DOCUMENT PASSAGE:
:::::
I was actually just thinking about your son while going through my recycling in the kitchen. I was thinking about his C average.

I think the fact he is pulling off a C shows some level of stability in him. That is a good thing. I know with me, I was a crash and burn student, either getting high 80's and 90's, or failing, (my all time low was 10% in geology, at midterm I had a 35% and asked the teacher "do I stand any hope of passing this course if I do everything from here on, and he told me a flat "no". So I put my efforts to other things). Anyway, when I was mentally "not there" or really stressed out, I failed everything really good, when I was feeling better, I did really well. I know this was similar to my NT friends. If they where really struggling with things or overwhelmed by life, the last thing they could do is pull off a C Average.

I am not saying that he does not need help or is "fine" but I think it shows that things may not be as bad as you dread. I would still get him counselling, and get him a few psych consults, but make sure he knows that it isn't because you think he is "broken" that it is just you want to make sure that he is indeed, getting the best course of treatment available.

Also, my husband and I have been discussing a lot about the benifits of focusing on a childs strengths. This is a spin off of the management style at his place of work, where they focus on their employees strengths. I am just going to talk about kids and school though, because our kids are not our "employees! :lol:

Basically, it works like this, lets just say a child brings home a report card, they get a B in science, a B in math, a C in history, a C in geography, and a D in English. What are most parents going to focus on first? The B's in Science and Math? Or the D in English. I bet that it is that troubling D. Many parents would rush the child off to tutoring programs, cut back on extra curriculars, and even resort to "bribing" them to get that grade up!

Is this the right thing to do? Maybe in some situations. If you know your child is usually a strong English student, then you will want to see them back on track. Maybe they need a little extra support to get over the "hump" maybe they are recently not being disciplined enough, maybe they have a teacher that is not compatible with them!
:::::
GIVEN INFORMATION:
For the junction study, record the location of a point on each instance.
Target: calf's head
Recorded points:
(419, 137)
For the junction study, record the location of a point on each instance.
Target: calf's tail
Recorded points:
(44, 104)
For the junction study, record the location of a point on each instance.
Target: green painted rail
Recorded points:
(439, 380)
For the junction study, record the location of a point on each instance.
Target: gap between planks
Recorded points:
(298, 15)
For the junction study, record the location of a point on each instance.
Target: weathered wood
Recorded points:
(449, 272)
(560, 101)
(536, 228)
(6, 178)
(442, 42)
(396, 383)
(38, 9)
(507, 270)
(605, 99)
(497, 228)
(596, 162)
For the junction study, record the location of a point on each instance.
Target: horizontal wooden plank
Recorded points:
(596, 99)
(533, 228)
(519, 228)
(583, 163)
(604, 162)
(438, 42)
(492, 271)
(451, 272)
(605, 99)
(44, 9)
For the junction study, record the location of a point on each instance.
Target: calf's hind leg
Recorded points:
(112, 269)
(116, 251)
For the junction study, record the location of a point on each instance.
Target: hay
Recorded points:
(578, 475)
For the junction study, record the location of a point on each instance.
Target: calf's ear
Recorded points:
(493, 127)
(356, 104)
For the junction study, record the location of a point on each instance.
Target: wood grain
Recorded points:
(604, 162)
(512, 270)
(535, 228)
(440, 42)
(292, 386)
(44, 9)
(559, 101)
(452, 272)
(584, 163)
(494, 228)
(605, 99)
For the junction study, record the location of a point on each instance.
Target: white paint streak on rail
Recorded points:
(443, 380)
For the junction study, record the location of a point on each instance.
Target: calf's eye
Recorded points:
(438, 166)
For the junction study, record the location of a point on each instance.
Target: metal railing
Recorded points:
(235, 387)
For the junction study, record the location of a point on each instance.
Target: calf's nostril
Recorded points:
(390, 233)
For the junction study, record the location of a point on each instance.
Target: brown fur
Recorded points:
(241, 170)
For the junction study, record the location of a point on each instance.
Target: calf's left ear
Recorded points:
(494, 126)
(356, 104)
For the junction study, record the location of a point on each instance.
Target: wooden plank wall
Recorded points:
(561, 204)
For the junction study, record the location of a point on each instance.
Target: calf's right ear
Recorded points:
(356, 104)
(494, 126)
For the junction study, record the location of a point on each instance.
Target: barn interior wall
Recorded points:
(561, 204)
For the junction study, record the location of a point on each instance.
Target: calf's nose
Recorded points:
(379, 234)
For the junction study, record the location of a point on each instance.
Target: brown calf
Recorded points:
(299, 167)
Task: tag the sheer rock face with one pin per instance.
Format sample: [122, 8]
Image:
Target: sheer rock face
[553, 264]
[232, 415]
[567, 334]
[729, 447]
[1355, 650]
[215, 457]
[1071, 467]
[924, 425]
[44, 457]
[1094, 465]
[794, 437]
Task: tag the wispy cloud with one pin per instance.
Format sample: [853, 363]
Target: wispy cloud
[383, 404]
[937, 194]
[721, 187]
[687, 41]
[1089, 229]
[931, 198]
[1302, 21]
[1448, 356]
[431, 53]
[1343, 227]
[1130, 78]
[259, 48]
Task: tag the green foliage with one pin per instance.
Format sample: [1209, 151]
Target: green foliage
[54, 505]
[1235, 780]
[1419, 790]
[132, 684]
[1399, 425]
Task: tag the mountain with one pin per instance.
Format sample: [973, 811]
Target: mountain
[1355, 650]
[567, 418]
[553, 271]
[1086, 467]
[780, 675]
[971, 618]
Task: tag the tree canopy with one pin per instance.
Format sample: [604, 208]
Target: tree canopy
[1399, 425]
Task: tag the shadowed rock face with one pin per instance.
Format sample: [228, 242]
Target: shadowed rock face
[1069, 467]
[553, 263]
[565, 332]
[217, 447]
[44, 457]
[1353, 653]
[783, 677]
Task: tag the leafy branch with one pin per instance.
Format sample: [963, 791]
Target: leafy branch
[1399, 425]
:::::
QUESTIONS:
1. Answer these questions about the post about the C average, one per line:
(a) What was the writer's all-time low grade, and in which subject?
(b) Whose place of work uses the management style that the idea of focusing on a child's strengths spins off from?
(c) In the report-card scenario, what grade does the child get in English?
2. Revise the post about the C average from "Is this the" to "compatible with them!", replacing "teacher" with "tutor".
3. Carry on the post about the C average after its final sentence.

RESULTS IN ORDER:
1.
(a) 10%, in geology
(b) The writer's husband's
(c) A D

2.
Is this the right thing to do? Maybe in some situations. If you know your child is usually a strong English student, then you will want to see them back on track. Maybe they need a little extra support to get over the "hump" maybe they are recently not being disciplined enough, maybe they have a tutor that is not compatible with them!

3.
But, if your child has a life long history of struggling in English, maybe a better way to approach things is to focus on the B's in Science and Math. Recognize that those are your Childs strengths, and play to them. Perhaps enrol them in an local environmental organization or club, perhaps see what work or volunteer opportunities are open in the area that would nurture this interest. Encourage them to do the best they can in these areas, make that their "focus" and see if you can get those B's up to A's!

Now, that does not mean you "blow off" English! After all, even scientists and mathematicians need a method to communicate and make reports! But maybe having them "focus" on English solely to get that grade up is not a great idea. Maybe they need some accommodations, or even to repeat the credit, and that is an ok thing! Maybe they need to not take it in class, and do the credit spread over a year with one on one support through correspondence. Maybe they need to move down a level. Maybe you could see if instead of studying "Shakespeare" or "creative writing" if these things are not the Childs interests, they can focus more on "report writing" to complement their science projects?

Generally, the more you look at life, the more you see that there is more then one way to do things! I would tell your son that you are proud of his C's, and the fact he is trying, and maybe see if he can show interest in moving just "one or two" courses up a level next year! Make short term achievable goals! As long as you are taking forward steps, things are improving!